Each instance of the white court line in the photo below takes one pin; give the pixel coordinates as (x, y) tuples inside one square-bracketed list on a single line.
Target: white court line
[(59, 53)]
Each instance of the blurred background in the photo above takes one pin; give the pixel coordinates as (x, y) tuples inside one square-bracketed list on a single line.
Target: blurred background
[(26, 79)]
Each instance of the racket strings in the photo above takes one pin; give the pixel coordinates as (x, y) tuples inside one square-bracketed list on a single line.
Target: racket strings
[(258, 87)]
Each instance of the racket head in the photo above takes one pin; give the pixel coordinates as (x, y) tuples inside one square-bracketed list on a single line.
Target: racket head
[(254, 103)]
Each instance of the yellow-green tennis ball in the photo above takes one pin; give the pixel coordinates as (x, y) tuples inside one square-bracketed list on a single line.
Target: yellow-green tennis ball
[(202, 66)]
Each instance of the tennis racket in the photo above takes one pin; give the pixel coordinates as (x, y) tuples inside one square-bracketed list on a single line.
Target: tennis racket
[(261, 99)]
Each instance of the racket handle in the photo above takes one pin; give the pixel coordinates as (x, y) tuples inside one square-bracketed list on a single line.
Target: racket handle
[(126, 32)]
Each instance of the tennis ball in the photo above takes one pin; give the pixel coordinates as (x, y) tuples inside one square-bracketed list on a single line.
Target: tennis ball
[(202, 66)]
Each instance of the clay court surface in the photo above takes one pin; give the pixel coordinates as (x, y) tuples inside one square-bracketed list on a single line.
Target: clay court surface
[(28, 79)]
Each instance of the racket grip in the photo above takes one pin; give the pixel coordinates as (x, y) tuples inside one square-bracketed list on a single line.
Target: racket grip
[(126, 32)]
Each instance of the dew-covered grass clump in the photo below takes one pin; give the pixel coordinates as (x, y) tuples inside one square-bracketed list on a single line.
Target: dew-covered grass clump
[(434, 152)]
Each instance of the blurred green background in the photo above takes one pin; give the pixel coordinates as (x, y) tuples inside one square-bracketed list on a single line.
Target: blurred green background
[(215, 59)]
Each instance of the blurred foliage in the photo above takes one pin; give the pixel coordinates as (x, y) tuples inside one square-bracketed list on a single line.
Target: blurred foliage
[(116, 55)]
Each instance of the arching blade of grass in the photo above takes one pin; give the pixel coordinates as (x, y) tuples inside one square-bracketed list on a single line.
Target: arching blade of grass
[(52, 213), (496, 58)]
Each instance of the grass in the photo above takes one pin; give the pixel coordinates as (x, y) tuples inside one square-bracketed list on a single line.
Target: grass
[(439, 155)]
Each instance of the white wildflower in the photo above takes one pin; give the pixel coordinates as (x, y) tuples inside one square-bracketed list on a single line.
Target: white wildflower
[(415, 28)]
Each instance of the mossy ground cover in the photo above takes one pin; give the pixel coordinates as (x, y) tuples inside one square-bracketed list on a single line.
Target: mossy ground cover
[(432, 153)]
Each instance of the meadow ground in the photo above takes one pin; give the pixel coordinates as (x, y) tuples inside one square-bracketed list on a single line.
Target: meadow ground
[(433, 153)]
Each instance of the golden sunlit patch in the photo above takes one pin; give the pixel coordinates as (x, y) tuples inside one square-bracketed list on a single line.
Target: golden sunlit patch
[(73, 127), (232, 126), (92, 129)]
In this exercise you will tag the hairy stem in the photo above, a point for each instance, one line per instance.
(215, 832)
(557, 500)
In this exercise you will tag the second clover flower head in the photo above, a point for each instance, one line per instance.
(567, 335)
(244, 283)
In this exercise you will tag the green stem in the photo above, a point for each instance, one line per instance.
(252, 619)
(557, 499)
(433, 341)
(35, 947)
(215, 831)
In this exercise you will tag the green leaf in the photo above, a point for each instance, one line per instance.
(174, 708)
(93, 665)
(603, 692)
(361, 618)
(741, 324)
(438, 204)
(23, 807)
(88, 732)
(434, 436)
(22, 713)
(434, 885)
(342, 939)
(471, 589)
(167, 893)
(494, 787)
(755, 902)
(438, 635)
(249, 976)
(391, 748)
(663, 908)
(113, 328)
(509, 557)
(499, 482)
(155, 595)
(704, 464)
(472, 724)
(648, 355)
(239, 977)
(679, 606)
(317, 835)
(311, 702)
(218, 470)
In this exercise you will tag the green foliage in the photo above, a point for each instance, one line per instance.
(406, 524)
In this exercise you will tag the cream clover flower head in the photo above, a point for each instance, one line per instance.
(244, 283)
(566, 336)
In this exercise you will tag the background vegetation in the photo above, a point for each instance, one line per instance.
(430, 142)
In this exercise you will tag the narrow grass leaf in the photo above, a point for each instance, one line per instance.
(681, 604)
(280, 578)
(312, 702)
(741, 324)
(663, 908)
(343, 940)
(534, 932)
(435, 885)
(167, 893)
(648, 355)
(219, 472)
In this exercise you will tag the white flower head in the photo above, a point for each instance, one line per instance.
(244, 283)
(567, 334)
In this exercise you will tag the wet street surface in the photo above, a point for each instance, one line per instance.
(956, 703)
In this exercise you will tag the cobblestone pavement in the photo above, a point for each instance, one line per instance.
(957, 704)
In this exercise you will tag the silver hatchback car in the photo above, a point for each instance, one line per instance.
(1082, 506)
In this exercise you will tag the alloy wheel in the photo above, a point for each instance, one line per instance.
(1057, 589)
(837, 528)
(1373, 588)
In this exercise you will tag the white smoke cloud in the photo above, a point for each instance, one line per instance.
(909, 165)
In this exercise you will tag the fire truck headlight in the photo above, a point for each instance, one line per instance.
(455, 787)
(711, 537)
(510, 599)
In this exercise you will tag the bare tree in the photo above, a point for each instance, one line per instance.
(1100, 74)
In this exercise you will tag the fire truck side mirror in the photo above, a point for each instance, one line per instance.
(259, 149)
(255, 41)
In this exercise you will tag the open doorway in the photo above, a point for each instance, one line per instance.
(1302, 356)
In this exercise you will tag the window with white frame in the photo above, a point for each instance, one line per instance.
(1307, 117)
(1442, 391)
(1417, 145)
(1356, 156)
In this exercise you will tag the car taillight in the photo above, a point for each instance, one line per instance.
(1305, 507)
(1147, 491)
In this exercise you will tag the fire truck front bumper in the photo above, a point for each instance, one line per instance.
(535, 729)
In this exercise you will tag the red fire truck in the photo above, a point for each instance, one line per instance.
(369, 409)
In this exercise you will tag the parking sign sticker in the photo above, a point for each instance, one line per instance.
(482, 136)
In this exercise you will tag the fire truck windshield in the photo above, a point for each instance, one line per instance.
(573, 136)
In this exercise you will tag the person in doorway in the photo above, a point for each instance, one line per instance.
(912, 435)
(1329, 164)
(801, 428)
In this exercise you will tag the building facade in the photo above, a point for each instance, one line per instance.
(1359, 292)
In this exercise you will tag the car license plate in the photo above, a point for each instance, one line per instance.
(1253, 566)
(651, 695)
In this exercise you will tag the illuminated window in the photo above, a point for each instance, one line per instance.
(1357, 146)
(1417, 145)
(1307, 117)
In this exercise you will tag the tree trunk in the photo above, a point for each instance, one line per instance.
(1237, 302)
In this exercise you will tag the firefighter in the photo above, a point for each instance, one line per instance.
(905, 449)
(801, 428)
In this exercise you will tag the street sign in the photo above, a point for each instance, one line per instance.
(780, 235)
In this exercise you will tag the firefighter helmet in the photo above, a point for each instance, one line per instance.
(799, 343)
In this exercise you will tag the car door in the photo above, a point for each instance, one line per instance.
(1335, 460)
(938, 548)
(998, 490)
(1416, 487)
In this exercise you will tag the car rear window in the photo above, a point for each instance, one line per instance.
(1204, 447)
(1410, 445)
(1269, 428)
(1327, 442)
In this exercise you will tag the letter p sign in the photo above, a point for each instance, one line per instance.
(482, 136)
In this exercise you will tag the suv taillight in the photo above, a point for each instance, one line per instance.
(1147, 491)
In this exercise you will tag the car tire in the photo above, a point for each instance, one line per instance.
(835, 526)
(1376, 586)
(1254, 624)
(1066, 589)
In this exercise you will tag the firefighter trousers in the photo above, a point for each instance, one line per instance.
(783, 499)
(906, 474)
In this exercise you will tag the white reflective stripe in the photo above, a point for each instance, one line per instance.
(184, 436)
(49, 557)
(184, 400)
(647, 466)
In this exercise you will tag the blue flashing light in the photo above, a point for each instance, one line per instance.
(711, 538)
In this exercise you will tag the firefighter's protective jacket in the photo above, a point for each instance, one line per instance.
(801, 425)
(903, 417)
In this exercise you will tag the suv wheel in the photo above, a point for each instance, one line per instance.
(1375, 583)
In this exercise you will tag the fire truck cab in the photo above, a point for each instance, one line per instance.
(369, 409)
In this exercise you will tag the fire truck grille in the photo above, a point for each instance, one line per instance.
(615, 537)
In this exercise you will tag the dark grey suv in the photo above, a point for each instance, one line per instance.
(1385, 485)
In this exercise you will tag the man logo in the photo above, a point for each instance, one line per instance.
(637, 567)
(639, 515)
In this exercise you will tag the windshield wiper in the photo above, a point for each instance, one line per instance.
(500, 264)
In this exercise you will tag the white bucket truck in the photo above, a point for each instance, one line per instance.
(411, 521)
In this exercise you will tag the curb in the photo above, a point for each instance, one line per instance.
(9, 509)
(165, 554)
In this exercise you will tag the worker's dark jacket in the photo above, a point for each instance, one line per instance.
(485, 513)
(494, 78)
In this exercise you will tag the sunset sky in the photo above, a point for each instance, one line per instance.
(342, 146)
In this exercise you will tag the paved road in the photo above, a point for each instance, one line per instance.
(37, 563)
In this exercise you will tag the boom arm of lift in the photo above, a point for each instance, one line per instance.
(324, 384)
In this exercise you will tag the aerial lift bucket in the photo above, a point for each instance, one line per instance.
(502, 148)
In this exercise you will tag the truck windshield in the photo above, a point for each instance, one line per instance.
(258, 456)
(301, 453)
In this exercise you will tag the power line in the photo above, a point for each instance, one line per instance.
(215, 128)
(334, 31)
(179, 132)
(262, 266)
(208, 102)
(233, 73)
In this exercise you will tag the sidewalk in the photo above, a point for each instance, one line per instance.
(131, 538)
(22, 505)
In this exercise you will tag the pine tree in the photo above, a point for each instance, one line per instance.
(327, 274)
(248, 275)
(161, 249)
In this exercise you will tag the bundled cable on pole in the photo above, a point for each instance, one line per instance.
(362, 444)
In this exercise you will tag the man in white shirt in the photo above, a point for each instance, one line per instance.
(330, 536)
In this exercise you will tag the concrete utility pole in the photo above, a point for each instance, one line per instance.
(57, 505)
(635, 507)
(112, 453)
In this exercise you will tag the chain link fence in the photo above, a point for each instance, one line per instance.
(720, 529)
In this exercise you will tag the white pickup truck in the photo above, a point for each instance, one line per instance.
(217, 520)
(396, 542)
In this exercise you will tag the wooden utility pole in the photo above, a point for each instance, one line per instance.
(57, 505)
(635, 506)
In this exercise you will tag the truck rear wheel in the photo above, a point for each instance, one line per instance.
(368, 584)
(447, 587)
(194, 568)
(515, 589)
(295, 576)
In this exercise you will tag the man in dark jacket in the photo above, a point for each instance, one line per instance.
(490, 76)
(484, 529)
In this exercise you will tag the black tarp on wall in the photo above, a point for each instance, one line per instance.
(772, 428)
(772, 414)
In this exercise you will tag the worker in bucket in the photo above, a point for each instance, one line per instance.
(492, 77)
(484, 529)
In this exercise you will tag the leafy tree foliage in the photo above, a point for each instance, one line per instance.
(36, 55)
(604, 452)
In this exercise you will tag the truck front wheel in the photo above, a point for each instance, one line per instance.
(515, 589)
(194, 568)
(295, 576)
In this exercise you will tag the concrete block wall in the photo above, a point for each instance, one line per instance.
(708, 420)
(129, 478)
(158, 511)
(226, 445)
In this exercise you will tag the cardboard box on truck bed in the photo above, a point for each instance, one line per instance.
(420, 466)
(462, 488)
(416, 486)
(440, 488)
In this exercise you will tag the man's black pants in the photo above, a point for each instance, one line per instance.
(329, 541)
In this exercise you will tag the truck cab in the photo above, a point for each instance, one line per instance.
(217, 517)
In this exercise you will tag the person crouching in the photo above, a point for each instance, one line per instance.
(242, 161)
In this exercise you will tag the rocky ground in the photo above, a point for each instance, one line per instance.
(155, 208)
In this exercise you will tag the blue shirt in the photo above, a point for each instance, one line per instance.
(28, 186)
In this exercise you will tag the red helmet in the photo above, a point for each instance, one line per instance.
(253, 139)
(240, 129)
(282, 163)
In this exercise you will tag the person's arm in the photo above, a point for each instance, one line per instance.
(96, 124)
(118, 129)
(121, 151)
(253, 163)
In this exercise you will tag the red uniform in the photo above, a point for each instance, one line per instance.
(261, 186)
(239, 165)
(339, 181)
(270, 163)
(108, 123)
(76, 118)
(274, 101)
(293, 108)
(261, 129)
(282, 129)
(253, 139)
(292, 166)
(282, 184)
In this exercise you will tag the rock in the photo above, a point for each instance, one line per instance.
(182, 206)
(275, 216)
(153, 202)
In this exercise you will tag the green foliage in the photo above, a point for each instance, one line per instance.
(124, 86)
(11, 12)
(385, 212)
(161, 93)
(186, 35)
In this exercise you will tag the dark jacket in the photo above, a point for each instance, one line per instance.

# What is expected:
Your answer should hold every line of the entries that contains the string "below".

# Answer area:
Each instance of the white court line in the photo below takes one pin; give the pixel coordinates as (x, y) tuples inside one square-bracketed list on a single line.
Each instance of the dew-covered grass clump in the photo below takes one pin; give the pixel coordinates as (x, y) tuples inside one square-bracketed list on a single line.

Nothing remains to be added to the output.